## Exercise details
Rewrite all of the entries below as a JSON list of strings, with one string per line and blank lines left out.

## begin Data section

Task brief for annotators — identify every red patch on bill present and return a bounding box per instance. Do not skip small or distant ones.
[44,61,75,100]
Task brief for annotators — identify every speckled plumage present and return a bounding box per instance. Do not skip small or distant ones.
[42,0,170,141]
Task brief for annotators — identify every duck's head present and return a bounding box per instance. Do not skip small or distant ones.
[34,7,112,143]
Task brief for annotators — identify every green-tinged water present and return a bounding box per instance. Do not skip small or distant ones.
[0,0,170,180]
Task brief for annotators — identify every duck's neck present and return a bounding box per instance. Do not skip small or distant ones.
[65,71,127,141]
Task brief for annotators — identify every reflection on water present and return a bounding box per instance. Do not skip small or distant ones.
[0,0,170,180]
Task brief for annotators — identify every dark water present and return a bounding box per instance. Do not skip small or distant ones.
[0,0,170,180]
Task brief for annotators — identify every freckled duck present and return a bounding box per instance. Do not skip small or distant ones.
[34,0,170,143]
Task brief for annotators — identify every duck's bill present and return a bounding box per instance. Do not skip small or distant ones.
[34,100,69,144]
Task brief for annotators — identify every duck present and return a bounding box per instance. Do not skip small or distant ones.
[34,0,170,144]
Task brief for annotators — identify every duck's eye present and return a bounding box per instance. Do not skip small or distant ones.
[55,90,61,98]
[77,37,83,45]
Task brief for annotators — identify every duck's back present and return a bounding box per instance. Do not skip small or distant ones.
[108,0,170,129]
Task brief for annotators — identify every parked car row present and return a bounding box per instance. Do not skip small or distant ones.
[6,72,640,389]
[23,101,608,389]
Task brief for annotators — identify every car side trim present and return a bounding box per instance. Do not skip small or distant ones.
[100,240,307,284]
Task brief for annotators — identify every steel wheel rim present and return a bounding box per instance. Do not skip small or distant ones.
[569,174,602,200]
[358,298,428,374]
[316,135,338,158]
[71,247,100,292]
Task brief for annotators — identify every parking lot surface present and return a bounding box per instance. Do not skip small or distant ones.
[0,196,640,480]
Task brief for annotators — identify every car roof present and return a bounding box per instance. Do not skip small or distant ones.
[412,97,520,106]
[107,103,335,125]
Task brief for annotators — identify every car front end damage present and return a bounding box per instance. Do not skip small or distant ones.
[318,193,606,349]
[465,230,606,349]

## end Data section

## Result below
[
  "Task brief for annotators — identify every red patch on bill present and return a bounding box per instance. Do not skip small or distant ones.",
  "[44,61,75,100]",
  "Task brief for annotators — identify every speckled plumage present and return a bounding box per instance. Do not skip small or distant ones.",
  "[42,0,170,141]",
  "Task brief for annotators — identify every duck's head present and return a bounding box per instance. Do not skip small or distant ones.",
  "[34,7,112,143]",
  "Task brief for annotators — identify every green-tinged water present and return a bounding box per instance. Do not skip small or distant ones.",
  "[0,0,170,180]",
  "Task brief for annotators — identify every duck's neck present and return a bounding box per instance. Do not skip small or distant ones.",
  "[65,71,127,141]",
  "Task brief for annotators — identify every reflection on water present and return a bounding box per instance. Do not skip small or distant ones.",
  "[0,0,170,180]",
  "Task brief for annotators — identify every dark water present and return a bounding box per instance. Do not skip small or distant ones.",
  "[0,0,170,180]",
  "Task brief for annotators — identify every freckled duck present and return a bounding box per instance. Do not skip small or distant ones.",
  "[34,0,170,143]",
  "Task brief for annotators — identify every duck's bill present and return a bounding box per instance. Do not skip small or distant ones.",
  "[34,100,69,144]",
  "Task brief for annotators — identify every duck present and return a bounding box per instance. Do not skip small or distant ones.",
  "[34,0,170,144]",
  "Task brief for annotators — identify every duck's eye present and return a bounding box per instance. Do not skip small or distant ones.",
  "[55,90,61,98]",
  "[77,37,83,45]",
  "Task brief for annotators — identify every duck's back present and return a bounding box per instance. Do not skip small or distant ones.",
  "[108,0,170,129]",
  "Task brief for annotators — identify every parked car row present and return a bounding box per instance. Do not skip small or distant ones.",
  "[6,72,640,389]",
  "[23,101,608,389]",
  "Task brief for annotators — identify every car side trim present and return a bounding box per instance. Do not skip small or distant ones.",
  "[100,240,307,284]",
  "Task brief for annotators — identify every steel wheel rim present and return a bounding box per instance. Do not skip small or distant ones.",
  "[569,174,602,200]",
  "[358,298,428,374]",
  "[316,135,338,158]",
  "[71,247,100,292]",
  "Task brief for annotators — identify every parking lot surface present and return a bounding box per instance. Do not skip small or distant ones.",
  "[0,196,640,480]",
  "Task brief for annotators — identify every car roof present and return a bounding box per instance. Do not skip small or distant ones.",
  "[412,97,520,106]",
  "[107,103,335,125]",
  "Task brief for annotators — identify every car front end damage present and return a bounding box per instance. Do not skip small or distant ones.",
  "[318,193,606,349]",
  "[465,230,606,349]"
]